* _TASK DETAILS_: Rewrite the lines of the records from the line containing "target: green leaf" up to and including the line containing "[0,196,79,250]" as a JSON list of strings, one string per line, leaving out any blank lines.

* _DATASET ENTRIES_:
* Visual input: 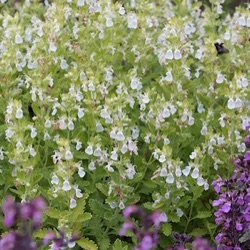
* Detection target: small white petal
[227,98,235,109]
[65,150,73,160]
[85,145,93,155]
[166,173,174,184]
[165,49,174,60]
[62,181,71,191]
[174,49,182,60]
[69,198,76,209]
[191,168,199,179]
[16,108,23,119]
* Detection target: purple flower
[221,202,231,213]
[119,205,167,250]
[212,132,250,250]
[43,230,79,250]
[123,205,141,218]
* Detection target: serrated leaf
[96,183,108,196]
[71,213,92,222]
[34,228,51,239]
[112,239,128,250]
[98,237,110,250]
[168,214,180,222]
[76,238,98,250]
[72,194,88,221]
[44,207,62,219]
[162,223,172,236]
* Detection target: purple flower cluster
[0,197,47,250]
[167,232,216,250]
[43,230,79,250]
[212,135,250,250]
[0,197,79,250]
[120,205,167,250]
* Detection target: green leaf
[193,211,212,219]
[45,207,61,219]
[97,237,110,250]
[76,238,98,250]
[112,239,128,250]
[168,213,180,222]
[71,213,92,222]
[162,223,172,236]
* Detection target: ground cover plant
[0,0,250,250]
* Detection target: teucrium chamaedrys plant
[0,0,250,249]
[212,129,250,250]
[0,196,79,250]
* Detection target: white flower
[165,49,174,60]
[175,167,182,177]
[119,201,125,209]
[15,34,23,44]
[51,175,59,185]
[119,6,126,15]
[189,151,197,160]
[197,176,205,187]
[16,108,23,119]
[227,98,235,109]
[76,141,82,151]
[78,167,86,178]
[62,180,71,191]
[85,145,93,155]
[30,128,37,138]
[68,119,75,131]
[238,16,246,26]
[160,168,168,177]
[96,122,104,133]
[191,167,199,179]
[88,161,96,171]
[216,72,225,84]
[176,208,183,217]
[166,173,174,184]
[195,49,203,60]
[65,150,73,161]
[127,13,137,29]
[159,155,166,163]
[247,16,250,27]
[49,42,57,52]
[234,97,243,108]
[60,59,69,70]
[106,17,114,27]
[174,49,182,60]
[201,124,207,135]
[77,0,85,7]
[165,70,173,82]
[224,31,230,41]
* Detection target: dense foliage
[0,0,250,250]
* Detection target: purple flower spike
[244,135,250,148]
[212,132,250,250]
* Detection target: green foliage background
[0,0,250,250]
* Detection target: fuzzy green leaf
[162,223,172,236]
[76,238,98,250]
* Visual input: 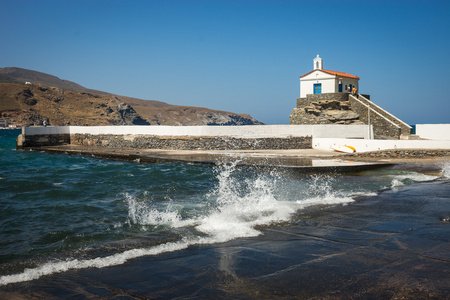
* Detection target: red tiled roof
[300,69,359,80]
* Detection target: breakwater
[17,125,369,150]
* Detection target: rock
[325,110,359,121]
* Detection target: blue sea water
[0,130,450,285]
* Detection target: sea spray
[196,161,295,241]
[441,161,450,179]
[297,175,354,208]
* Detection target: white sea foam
[391,178,404,189]
[297,176,354,208]
[125,194,186,228]
[0,164,353,285]
[441,161,450,179]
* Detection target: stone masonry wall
[289,93,363,125]
[289,93,411,139]
[350,97,401,139]
[71,134,312,150]
[16,134,70,149]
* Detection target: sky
[0,0,450,125]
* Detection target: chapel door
[314,83,322,94]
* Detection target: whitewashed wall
[312,137,450,152]
[416,124,450,140]
[22,125,373,138]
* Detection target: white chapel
[300,55,359,98]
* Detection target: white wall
[416,124,450,140]
[300,70,336,98]
[312,137,450,152]
[300,70,360,98]
[22,125,373,138]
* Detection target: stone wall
[289,93,412,139]
[350,97,402,139]
[16,134,70,149]
[289,93,364,125]
[70,134,312,150]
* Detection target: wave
[0,161,390,285]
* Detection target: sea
[0,130,450,298]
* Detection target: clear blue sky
[0,0,450,124]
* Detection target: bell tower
[313,54,323,70]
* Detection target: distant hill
[0,68,264,125]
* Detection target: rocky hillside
[0,83,149,126]
[0,68,263,126]
[289,100,364,124]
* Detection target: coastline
[18,145,450,173]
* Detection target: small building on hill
[300,55,359,98]
[289,55,412,139]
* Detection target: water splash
[441,161,450,179]
[196,161,295,242]
[125,194,182,230]
[297,175,354,208]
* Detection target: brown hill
[0,68,263,125]
[0,83,149,126]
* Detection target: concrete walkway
[30,145,392,173]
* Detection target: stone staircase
[349,94,412,139]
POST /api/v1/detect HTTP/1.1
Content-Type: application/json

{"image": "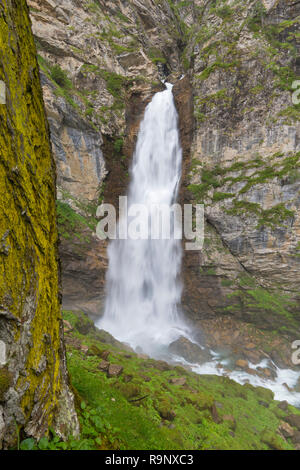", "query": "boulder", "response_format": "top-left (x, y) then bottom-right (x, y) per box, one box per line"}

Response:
top-left (169, 336), bottom-right (212, 364)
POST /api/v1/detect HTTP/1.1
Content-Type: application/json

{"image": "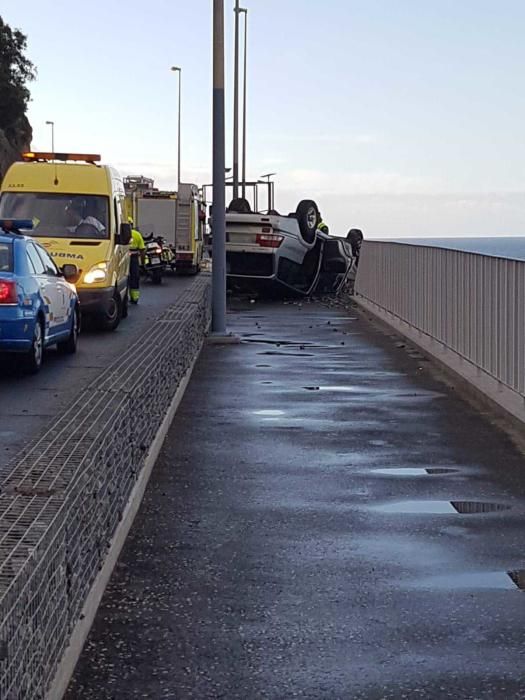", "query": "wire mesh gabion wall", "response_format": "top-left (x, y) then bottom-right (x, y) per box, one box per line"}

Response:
top-left (0, 275), bottom-right (210, 700)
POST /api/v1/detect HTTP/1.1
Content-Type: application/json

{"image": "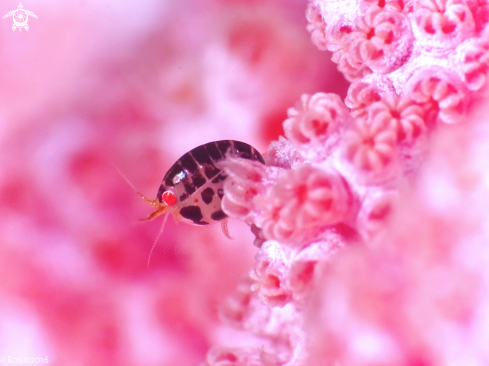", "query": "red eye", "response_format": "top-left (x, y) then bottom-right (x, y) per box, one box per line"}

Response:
top-left (161, 191), bottom-right (177, 206)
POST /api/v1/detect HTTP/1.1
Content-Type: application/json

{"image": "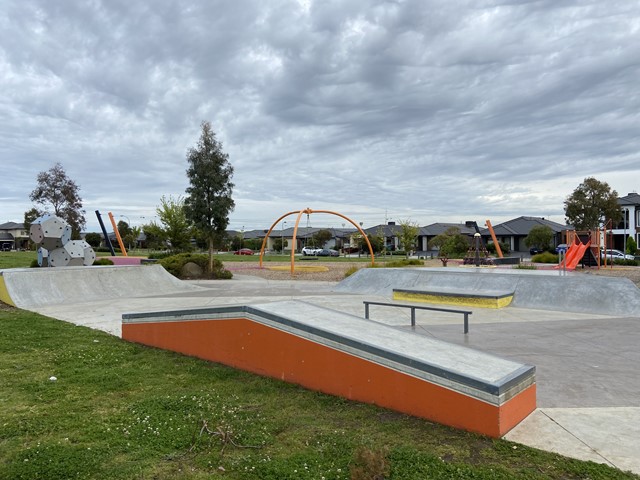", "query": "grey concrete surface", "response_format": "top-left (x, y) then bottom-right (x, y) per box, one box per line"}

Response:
top-left (2, 267), bottom-right (640, 474)
top-left (0, 265), bottom-right (199, 309)
top-left (336, 268), bottom-right (640, 316)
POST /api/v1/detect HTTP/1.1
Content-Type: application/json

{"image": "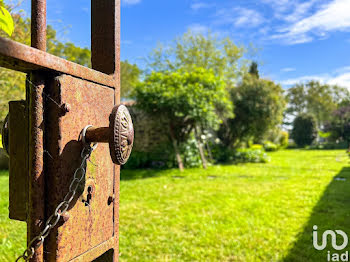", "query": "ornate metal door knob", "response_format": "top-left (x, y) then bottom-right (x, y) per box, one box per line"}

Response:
top-left (85, 105), bottom-right (134, 165)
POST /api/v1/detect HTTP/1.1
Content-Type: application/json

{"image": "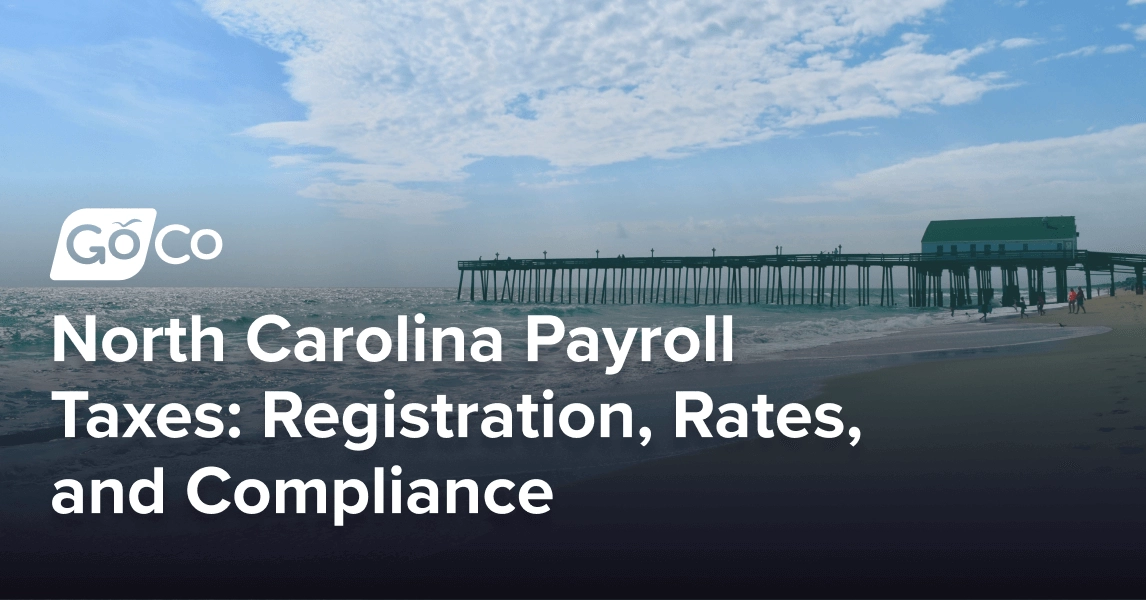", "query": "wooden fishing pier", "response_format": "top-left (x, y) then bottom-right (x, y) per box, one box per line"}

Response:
top-left (457, 250), bottom-right (1146, 307)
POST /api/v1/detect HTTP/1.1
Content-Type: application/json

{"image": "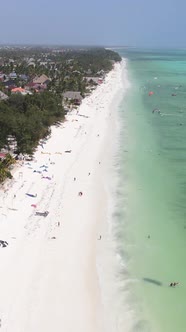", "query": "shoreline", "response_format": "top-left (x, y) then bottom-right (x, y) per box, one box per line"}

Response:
top-left (0, 64), bottom-right (125, 332)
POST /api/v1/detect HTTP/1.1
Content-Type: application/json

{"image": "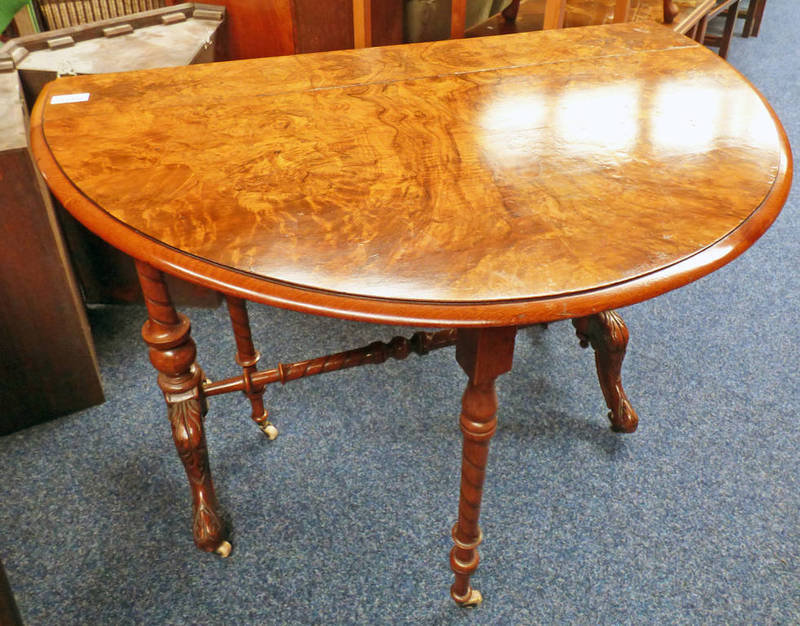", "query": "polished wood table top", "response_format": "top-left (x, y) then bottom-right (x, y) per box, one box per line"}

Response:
top-left (31, 24), bottom-right (792, 606)
top-left (32, 24), bottom-right (790, 325)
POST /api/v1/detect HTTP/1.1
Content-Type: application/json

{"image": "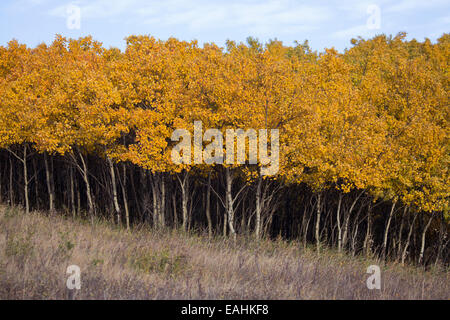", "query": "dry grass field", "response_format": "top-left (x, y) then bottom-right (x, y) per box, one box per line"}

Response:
top-left (0, 207), bottom-right (450, 300)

* _FINISHED ANSWER_:
[
  "* Detection target: green leaf",
  "[193,211,212,219]",
  "[45,207,61,219]",
  "[97,237,110,250]",
  "[76,238,98,250]",
  "[112,239,128,250]",
  "[168,213,180,222]",
  "[71,213,92,222]",
  "[162,223,172,236]",
  "* Detection target: ground cover plant",
  "[0,0,250,250]",
  "* Detection target: teucrium chamaedrys plant",
  "[0,0,250,249]",
  "[212,129,250,250]",
  "[0,196,79,250]"
]